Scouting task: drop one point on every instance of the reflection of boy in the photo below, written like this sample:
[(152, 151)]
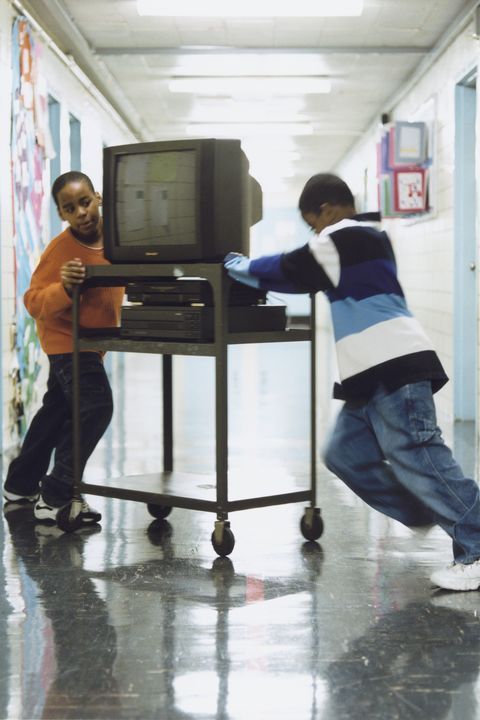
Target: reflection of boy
[(386, 445), (48, 300)]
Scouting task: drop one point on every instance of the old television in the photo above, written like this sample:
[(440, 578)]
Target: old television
[(178, 200)]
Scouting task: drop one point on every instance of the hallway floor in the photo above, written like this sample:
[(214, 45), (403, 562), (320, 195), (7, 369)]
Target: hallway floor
[(139, 619)]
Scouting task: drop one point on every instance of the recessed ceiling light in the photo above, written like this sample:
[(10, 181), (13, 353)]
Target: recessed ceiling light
[(250, 8)]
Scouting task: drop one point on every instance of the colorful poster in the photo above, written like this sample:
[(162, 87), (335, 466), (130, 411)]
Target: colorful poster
[(28, 156)]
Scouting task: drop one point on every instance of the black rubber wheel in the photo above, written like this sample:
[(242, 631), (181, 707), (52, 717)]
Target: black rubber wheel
[(64, 521), (159, 511), (314, 530), (226, 546)]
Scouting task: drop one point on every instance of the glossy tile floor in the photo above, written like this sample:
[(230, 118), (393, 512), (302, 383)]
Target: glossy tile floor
[(141, 619)]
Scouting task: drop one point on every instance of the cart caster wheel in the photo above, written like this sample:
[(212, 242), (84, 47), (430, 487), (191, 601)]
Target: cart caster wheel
[(311, 524), (223, 539), (159, 511), (67, 523)]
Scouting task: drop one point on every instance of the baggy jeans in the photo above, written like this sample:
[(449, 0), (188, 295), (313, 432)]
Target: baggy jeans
[(391, 453), (51, 430)]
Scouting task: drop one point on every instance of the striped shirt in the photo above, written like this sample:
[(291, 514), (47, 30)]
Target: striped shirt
[(378, 341)]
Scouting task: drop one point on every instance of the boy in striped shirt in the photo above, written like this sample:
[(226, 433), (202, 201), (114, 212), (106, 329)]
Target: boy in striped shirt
[(386, 445)]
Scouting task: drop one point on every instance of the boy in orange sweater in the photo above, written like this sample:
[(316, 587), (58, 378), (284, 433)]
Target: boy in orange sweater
[(49, 302)]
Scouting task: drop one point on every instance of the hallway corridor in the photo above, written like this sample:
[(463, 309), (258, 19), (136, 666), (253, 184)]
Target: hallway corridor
[(141, 620)]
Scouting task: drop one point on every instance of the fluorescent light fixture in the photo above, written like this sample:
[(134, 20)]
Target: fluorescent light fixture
[(239, 130), (250, 85), (271, 64), (250, 8)]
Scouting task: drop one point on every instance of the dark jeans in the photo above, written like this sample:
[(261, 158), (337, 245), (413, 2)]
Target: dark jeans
[(50, 431)]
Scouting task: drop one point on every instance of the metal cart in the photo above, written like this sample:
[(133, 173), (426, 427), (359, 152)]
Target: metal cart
[(168, 489)]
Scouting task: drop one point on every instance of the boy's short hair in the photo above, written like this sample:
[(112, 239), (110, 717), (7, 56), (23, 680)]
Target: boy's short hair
[(322, 188), (71, 176)]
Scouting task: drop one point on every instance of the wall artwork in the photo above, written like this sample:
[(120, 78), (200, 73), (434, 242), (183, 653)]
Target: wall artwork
[(404, 166), (28, 163)]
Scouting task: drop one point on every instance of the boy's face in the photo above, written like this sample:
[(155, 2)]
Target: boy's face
[(79, 206), (317, 221)]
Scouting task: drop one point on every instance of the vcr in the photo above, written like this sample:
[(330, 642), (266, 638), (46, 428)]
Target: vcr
[(190, 292), (197, 323)]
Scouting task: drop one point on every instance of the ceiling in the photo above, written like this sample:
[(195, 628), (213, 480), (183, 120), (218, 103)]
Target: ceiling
[(368, 59)]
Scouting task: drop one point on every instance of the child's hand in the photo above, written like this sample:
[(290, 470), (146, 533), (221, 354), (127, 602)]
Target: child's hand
[(72, 273)]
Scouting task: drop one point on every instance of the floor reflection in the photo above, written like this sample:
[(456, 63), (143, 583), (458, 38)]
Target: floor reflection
[(66, 639), (141, 621), (414, 662)]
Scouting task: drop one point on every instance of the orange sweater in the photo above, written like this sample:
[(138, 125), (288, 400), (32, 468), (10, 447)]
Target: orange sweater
[(48, 303)]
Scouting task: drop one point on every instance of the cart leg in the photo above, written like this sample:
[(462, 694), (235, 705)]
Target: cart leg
[(311, 524)]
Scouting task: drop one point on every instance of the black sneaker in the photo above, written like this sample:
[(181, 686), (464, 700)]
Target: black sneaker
[(48, 513), (10, 497)]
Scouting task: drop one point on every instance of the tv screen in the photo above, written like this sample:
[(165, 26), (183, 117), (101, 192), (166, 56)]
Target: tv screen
[(178, 200)]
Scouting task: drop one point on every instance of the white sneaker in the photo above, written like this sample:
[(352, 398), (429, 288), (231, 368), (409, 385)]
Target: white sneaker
[(458, 576)]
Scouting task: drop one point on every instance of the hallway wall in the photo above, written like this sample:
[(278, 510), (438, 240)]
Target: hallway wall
[(425, 246)]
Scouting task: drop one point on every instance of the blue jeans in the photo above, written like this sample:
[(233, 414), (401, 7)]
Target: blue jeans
[(390, 452), (50, 432)]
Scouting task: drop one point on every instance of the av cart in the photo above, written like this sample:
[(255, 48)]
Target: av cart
[(169, 489)]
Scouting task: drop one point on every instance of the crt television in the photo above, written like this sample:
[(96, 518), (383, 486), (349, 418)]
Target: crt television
[(178, 200)]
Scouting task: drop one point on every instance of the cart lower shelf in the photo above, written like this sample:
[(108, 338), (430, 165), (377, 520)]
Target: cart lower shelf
[(166, 490)]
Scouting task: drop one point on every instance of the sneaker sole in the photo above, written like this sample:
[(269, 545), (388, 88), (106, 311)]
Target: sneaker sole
[(19, 499)]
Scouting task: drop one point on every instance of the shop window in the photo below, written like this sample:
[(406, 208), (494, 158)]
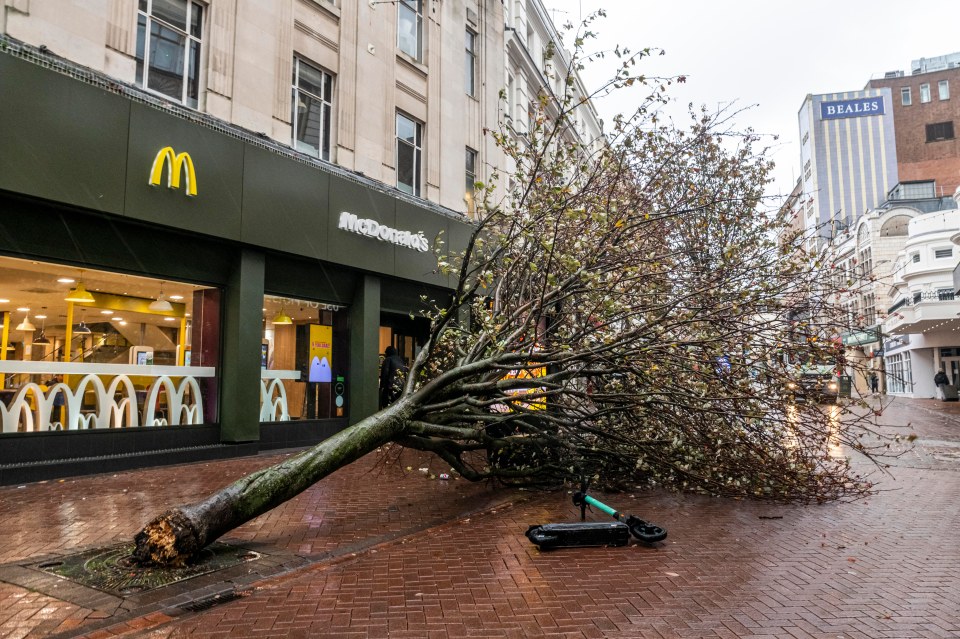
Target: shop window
[(410, 27), (303, 360), (409, 154), (63, 325), (169, 36), (312, 109)]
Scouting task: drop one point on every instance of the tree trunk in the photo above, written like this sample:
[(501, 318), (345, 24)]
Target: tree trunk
[(178, 535)]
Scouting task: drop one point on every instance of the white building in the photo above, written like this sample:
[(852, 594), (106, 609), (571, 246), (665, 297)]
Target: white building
[(538, 65), (922, 328), (848, 155)]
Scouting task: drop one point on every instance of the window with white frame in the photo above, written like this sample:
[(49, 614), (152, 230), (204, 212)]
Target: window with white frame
[(470, 180), (169, 35), (410, 27), (899, 378), (470, 61), (312, 109), (409, 154), (869, 309)]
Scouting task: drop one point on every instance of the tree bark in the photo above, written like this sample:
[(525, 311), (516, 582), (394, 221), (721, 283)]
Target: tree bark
[(177, 536)]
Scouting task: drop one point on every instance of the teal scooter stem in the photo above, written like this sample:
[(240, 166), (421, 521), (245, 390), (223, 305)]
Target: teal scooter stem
[(642, 530)]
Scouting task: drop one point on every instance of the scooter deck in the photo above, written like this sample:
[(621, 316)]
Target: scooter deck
[(579, 534)]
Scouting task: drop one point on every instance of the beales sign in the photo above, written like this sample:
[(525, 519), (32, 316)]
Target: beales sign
[(851, 108), (372, 228)]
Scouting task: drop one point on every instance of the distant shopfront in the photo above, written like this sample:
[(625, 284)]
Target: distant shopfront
[(172, 290)]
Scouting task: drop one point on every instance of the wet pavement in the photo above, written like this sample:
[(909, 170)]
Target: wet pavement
[(377, 550)]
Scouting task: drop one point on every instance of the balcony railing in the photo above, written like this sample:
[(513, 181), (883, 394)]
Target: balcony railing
[(923, 298)]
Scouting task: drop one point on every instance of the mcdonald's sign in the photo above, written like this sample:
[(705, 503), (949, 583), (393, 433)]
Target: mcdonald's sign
[(180, 163)]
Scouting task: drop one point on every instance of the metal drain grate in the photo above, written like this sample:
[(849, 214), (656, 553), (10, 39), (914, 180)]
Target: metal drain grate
[(112, 570)]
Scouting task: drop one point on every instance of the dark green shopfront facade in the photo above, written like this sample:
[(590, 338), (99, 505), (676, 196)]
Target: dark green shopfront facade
[(77, 156)]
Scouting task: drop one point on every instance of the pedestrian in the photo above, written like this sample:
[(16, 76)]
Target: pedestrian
[(941, 381), (392, 373)]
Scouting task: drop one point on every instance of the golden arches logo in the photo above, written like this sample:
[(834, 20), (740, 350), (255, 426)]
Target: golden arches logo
[(179, 163)]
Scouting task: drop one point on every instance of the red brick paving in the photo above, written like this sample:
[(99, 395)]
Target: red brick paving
[(886, 567)]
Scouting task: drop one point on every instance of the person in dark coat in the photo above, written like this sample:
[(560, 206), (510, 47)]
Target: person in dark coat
[(941, 381), (392, 373)]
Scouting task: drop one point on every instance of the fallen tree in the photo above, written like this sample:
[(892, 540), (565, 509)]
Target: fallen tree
[(630, 311)]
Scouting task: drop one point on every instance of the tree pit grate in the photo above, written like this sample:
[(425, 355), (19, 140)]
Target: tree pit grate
[(112, 569)]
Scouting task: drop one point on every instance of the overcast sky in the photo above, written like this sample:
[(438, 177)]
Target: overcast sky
[(767, 53)]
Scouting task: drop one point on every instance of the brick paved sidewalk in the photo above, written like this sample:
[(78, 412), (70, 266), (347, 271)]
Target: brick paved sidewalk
[(881, 568)]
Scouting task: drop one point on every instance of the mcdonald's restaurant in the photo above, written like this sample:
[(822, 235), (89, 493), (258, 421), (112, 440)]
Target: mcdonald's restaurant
[(173, 288)]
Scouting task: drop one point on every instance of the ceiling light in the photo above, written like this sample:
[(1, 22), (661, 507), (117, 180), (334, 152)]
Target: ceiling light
[(160, 305), (80, 295), (25, 325)]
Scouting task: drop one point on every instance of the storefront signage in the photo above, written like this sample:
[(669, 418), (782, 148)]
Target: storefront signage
[(896, 342), (372, 228), (859, 338), (321, 353), (178, 163), (851, 108)]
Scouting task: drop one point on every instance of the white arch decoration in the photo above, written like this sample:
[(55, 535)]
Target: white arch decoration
[(273, 395), (115, 403)]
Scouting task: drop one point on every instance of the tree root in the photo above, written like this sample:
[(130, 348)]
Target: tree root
[(168, 540)]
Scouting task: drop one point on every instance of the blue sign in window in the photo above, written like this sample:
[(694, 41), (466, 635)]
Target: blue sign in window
[(851, 108)]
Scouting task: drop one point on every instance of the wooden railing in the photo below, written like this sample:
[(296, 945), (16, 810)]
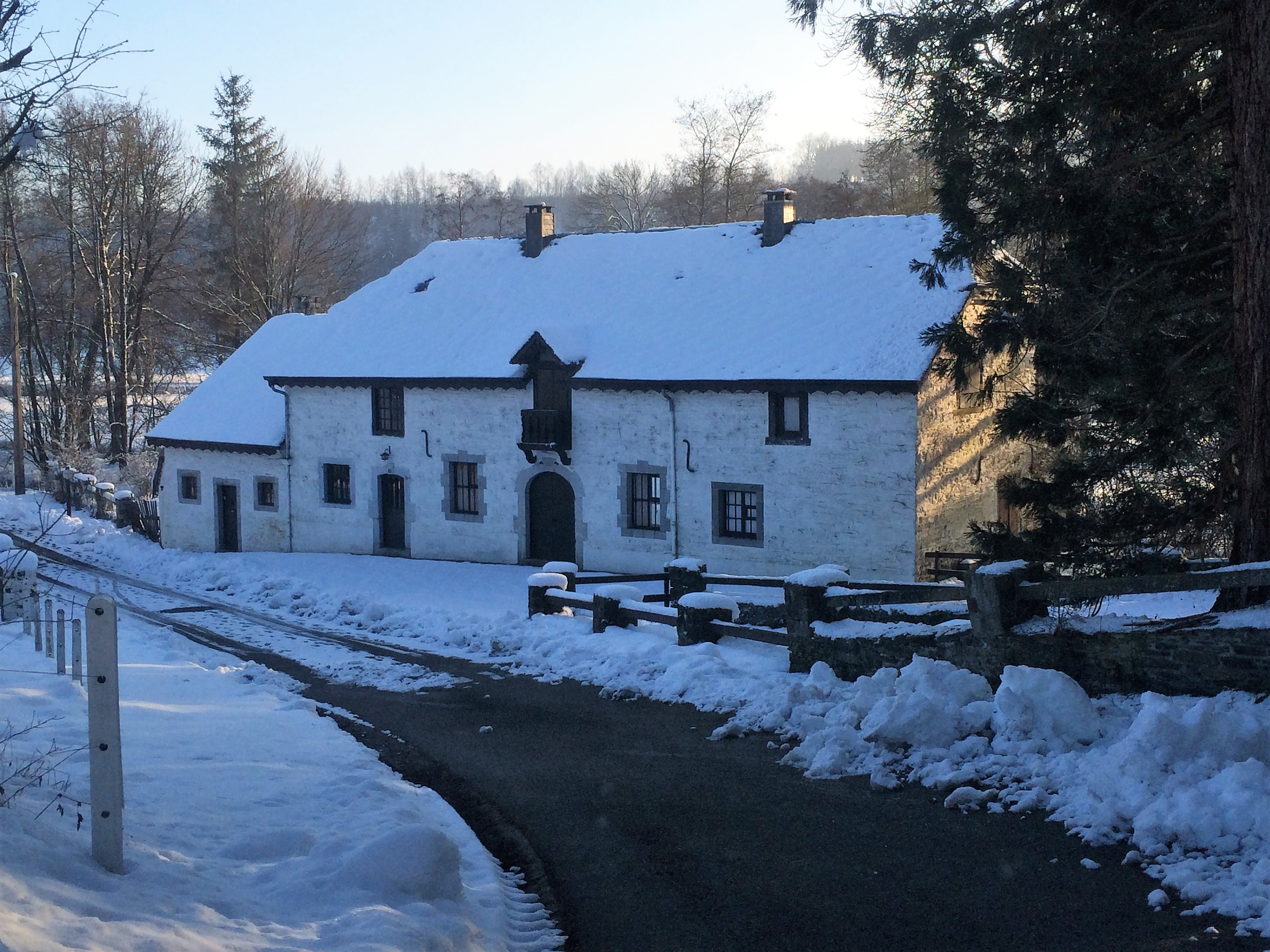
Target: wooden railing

=======

Convertissez en liste JSON de chaînes les lignes comprises entre celle qui contient « Scouting task: drop one point on every instance of the person » et celle qui contient « [(160, 305), (80, 295), (25, 325)] », ces deux lignes incluses. Faites correspondre une chaîne à chaque ligne et omettez les lignes vides.

[
  "Scouting task: drop one point on every instance of the person in dark coat in the photo above, written like this sample:",
  "[(560, 206), (510, 47)]",
  "Target: person in dark coat",
  "[(941, 381), (392, 373)]",
  "Scouting task: drop one point on every instance of the fallen tree in the photo above, written like this sample:",
  "[(892, 540), (565, 509)]",
  "Target: fallen tree",
  "[(630, 311)]",
  "Scouting task: drop one point on every instance of the tree pit grate in the photo above, written like this sample:",
  "[(425, 355), (19, 140)]",
  "Target: tree pit grate",
  "[(112, 569)]",
  "Scouting task: drop one point on every instance of the overcast sky in the photo above, written like this sample:",
  "[(438, 177)]",
  "Target: overcast sky",
  "[(767, 53)]",
  "Scouting task: drop one point on every instance of the brick paved sidewalk in the photo above, written like this sample:",
  "[(78, 412), (70, 266), (347, 271)]",
  "Target: brick paved sidewalk",
  "[(881, 568)]",
  "Scouting task: drop one point on every instance of the mcdonald's restaurant in the photo above, written like this sample:",
  "[(822, 235), (89, 493), (258, 421), (112, 440)]",
  "Target: mcdonald's restaurant",
  "[(173, 288)]",
  "Scouting task: drop one point on every instance of the ceiling light in the photo above, written like this sample:",
  "[(1, 22), (661, 507), (117, 180), (334, 152)]",
  "Target: ceiling light",
  "[(160, 305), (80, 295), (25, 325)]"
]